(Free-text object descriptions)
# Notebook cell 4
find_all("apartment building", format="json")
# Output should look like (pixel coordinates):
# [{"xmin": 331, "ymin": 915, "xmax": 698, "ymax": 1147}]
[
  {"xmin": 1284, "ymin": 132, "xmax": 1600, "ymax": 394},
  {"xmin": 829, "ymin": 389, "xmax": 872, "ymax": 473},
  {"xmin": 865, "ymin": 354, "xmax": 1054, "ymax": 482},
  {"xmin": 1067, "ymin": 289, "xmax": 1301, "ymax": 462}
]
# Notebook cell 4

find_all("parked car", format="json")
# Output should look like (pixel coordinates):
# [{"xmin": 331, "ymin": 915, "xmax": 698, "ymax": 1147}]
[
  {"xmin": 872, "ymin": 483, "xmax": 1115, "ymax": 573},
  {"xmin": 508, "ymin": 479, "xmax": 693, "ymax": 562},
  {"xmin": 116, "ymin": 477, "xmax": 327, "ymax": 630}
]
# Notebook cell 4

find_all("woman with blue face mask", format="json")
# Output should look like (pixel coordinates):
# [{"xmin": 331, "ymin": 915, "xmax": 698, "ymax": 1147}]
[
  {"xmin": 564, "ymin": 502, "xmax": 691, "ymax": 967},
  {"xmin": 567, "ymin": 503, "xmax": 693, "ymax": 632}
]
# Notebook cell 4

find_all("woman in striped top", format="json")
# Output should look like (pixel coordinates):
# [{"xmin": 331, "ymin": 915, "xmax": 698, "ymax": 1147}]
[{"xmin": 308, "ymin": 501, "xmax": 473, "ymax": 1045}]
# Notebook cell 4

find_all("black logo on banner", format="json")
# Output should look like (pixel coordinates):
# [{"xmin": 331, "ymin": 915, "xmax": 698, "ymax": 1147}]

▶ **Description of the task**
Look through the entries. Copy out each line with "json" in it.

▶ **Your solution**
find_all("apartment building", format="json")
find_all("parked car", format="json")
find_all("woman with blue face mask", format="json")
find_all("woman in striped top", format="json")
find_all("black logo on banner", format="json")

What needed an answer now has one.